> **LIST OF TASKS**
• a. From the sequels column, reproduce the stretch from "AN INTRODUCTORY CAVEAT: Yes, I" through "his ONLY weakness.".
• b. Summarize the sequels column in two sentences.

Tuesday, June 15, 2021

Movies is Good: Ten Sequels Better Than the Films That Spawned Them!

 by JB

The facts I speak this quiet morning on the F This Movie! website are indeed facts... and not opinions. They are incontrovertible as geometry to any enlightened community of minds.

AN INTRODUCTORY BELLY-ACHE: To prepare for this column, I checked various websites containing lists of superior sequels in an attempt to plagiarize... ah, er... research the subject. My God, did it get my blood boiling. Most websites now take it for granted that film history started somewhere around 1999 and the venerable artform is now almost 25 years old. Such film sites (with a millennial’s worms-eye-view of history) can blow me. Film as an artform is more than 120 years old. If you find you can’t wrap your tiny mind around all that history, maybe you shouldn’t be fucking writing about film. Sheesh.

AN INTRODUCTORY CAVEAT: Yes, I know when dealing with any sequel situation, the original film had to do all the heavy lifting and set up the background and characters and set the stage for blah blah blah blah. Yes, I get it. Let’s move on!
1. The Bride of Frankenstein (1935) A bigger budget, a longer shooting schedule, an iconic musical score, an amazing use of black humor, more developed characters, and an additional villain make this one of the greats. And by “additional villain,” I don’t mean Elsa Lanchester’s Bride, whose screen time turns her part into a glorified cameo. I mean Ernest Thesiger’s Dr. Pretorius, one of the best personifications of evil in movie history. Can he have your soul? It’s his ONLY weakness.

> **STORED DATA**
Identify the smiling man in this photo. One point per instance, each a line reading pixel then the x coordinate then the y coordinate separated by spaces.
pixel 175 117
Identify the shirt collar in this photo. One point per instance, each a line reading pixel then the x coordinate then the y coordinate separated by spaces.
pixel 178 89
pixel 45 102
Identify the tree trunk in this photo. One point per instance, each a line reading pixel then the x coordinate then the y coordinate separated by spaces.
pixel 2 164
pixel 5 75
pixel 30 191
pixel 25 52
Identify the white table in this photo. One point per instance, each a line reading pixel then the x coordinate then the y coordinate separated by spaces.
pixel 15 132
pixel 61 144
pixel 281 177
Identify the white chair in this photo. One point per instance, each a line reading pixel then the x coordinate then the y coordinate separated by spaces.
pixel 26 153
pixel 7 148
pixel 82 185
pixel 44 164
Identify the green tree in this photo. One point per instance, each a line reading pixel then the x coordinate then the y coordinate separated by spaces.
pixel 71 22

---

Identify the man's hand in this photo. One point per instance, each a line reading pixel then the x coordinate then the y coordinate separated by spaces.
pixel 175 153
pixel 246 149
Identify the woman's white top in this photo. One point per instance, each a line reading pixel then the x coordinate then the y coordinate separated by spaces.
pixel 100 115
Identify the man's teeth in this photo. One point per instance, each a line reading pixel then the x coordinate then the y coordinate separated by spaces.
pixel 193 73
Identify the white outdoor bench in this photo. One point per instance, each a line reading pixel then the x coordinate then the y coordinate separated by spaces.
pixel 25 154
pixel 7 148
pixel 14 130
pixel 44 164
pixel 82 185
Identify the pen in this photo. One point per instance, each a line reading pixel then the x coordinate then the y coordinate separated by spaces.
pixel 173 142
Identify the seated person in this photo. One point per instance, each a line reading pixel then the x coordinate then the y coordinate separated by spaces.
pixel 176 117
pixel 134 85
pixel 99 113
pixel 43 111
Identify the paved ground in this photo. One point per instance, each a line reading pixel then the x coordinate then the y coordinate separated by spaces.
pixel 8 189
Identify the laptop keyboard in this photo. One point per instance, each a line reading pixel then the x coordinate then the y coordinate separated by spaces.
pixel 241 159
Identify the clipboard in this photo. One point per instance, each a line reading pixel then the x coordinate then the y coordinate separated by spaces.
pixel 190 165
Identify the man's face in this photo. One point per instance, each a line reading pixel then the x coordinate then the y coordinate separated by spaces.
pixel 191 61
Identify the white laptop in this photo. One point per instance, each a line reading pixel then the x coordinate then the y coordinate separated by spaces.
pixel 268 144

> **EXERCISE SOLUTIONS**
• a.
AN INTRODUCTORY CAVEAT: Yes, I know when dealing with any sequel situation, the original film had to do all the heavy lifting and set up the background and characters and set the stage for blah blah blah blah. Yes, I get it. Let’s move on!
1. The Bride of Frankenstein (1935) A bigger budget, a longer shooting schedule, an iconic musical score, an amazing use of black humor, more developed characters, and an additional villain make this one of the greats. And by “additional villain,” I don’t mean Elsa Lanchester’s Bride, whose screen time turns her part into a glorified cameo. I mean Ernest Thesiger’s Dr. Pretorius, one of the best personifications of evil in movie history. Can he have your soul? It’s his ONLY weakness.

• b. The column on the F This Movie! website lists ten sequels better than the films that spawned them. It opens by complaining that many film websites treat film history as starting around 1999 when the artform is more than 120 years old, then ranks The Bride of Frankenstein (1935) first for its bigger budget, longer shooting schedule, iconic score, black humor, more developed characters, and an additional villain in Ernest Thesiger's Dr. Pretorius.